Short exercise.
Please pick out every line of the data below that contains the word "wooden", and copy each one.

(Dataset excerpt)
== == ==

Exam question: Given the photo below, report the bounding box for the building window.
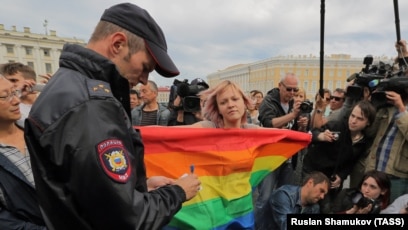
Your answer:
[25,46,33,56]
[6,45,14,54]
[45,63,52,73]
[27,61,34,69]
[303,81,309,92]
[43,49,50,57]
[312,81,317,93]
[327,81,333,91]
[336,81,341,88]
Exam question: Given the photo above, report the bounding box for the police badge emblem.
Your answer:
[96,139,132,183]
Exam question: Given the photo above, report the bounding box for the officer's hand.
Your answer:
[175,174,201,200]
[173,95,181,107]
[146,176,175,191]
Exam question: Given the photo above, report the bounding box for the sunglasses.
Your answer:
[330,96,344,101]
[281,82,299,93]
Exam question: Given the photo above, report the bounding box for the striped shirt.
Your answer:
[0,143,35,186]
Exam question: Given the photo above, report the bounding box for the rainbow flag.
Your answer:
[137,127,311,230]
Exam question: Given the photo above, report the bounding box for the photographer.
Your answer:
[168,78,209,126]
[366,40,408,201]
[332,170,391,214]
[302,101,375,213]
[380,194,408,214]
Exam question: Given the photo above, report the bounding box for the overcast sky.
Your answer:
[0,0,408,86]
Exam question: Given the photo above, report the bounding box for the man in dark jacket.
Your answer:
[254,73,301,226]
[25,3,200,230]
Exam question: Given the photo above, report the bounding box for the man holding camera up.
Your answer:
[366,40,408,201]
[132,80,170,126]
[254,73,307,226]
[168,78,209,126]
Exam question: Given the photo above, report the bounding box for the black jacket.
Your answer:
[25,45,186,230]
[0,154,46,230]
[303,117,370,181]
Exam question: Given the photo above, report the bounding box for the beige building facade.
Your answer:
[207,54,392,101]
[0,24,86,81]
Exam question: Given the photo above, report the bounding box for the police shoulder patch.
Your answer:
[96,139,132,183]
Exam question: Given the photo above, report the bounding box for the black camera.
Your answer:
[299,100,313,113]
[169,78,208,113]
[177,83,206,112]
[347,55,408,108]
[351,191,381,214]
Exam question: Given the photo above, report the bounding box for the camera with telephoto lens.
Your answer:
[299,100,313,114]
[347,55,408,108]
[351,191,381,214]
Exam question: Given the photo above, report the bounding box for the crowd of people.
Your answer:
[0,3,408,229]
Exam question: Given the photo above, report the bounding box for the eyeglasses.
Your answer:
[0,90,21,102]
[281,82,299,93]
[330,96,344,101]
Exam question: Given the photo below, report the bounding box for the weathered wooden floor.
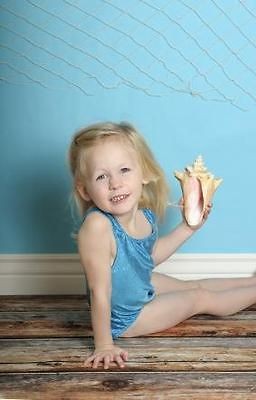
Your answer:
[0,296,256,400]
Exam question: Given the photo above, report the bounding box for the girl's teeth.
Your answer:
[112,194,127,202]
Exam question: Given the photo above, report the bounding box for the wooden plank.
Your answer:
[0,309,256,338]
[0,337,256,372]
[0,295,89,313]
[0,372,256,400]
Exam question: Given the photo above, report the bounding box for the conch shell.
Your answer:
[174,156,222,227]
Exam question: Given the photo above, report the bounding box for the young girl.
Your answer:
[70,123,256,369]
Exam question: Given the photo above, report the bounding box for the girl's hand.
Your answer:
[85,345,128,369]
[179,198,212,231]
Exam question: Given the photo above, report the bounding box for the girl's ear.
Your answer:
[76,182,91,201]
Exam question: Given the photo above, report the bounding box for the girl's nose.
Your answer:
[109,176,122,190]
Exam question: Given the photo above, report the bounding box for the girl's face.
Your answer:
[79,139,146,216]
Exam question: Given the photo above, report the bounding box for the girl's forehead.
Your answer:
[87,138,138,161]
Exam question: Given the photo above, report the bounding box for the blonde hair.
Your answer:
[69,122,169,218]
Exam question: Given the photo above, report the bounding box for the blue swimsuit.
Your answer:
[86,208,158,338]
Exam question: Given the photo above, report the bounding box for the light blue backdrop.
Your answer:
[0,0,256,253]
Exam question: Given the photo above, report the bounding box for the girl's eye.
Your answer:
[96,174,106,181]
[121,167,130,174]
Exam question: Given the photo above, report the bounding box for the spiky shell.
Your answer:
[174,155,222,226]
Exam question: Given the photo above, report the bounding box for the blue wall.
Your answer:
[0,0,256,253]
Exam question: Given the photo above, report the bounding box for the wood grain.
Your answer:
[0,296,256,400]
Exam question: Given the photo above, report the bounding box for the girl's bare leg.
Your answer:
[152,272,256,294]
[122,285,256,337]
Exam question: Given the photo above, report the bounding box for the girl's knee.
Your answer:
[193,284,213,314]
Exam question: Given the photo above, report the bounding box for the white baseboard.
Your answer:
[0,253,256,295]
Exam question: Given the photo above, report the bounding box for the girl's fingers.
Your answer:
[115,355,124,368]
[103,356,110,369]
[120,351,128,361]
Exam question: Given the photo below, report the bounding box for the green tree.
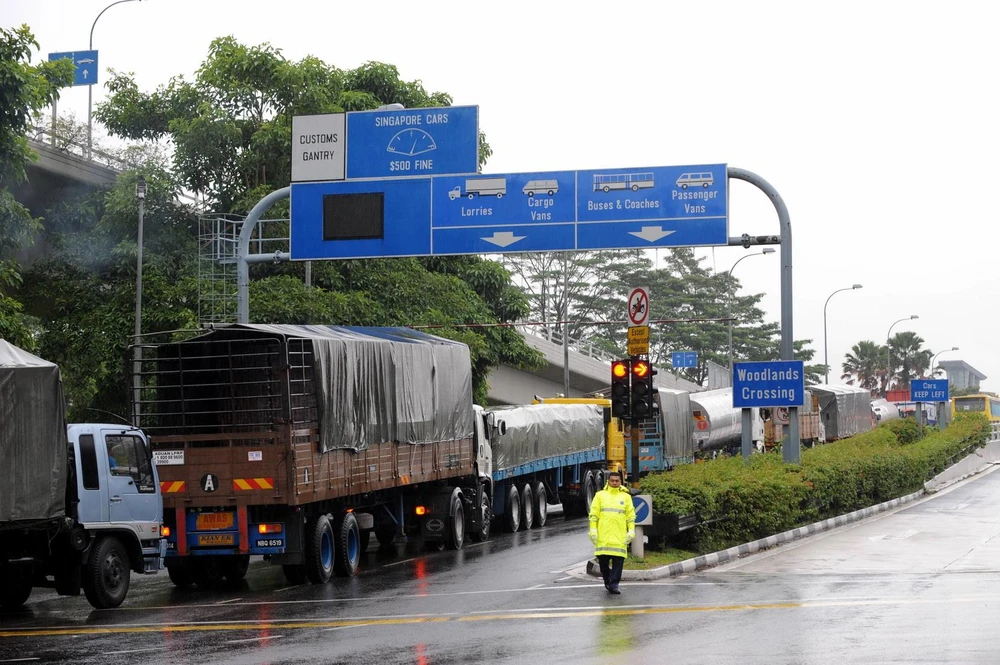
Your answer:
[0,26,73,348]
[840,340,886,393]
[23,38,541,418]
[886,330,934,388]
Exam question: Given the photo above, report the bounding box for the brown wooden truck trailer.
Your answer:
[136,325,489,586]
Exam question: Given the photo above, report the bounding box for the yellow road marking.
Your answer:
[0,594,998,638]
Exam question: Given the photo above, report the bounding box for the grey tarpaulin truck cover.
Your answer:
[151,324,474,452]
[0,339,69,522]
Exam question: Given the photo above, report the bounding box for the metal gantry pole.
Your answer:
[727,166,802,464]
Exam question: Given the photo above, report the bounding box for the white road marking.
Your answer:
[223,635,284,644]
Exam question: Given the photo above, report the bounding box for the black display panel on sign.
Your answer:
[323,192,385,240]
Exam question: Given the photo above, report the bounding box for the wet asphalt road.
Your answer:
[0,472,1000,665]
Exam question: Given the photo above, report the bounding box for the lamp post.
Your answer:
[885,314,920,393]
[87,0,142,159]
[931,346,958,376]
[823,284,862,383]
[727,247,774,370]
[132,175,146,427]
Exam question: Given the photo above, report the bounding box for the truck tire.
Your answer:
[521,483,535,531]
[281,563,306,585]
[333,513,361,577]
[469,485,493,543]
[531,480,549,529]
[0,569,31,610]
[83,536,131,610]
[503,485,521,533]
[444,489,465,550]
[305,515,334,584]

== == ==

Solution to the exercise.
Exam question: Given the photo below, report the bounding box for the weathered wooden floor.
Exam question: Given the photo above, report the bounding box for the wooden plank.
Exam question: Given the photo above, report the bounding box for the brown wooden truck trailer.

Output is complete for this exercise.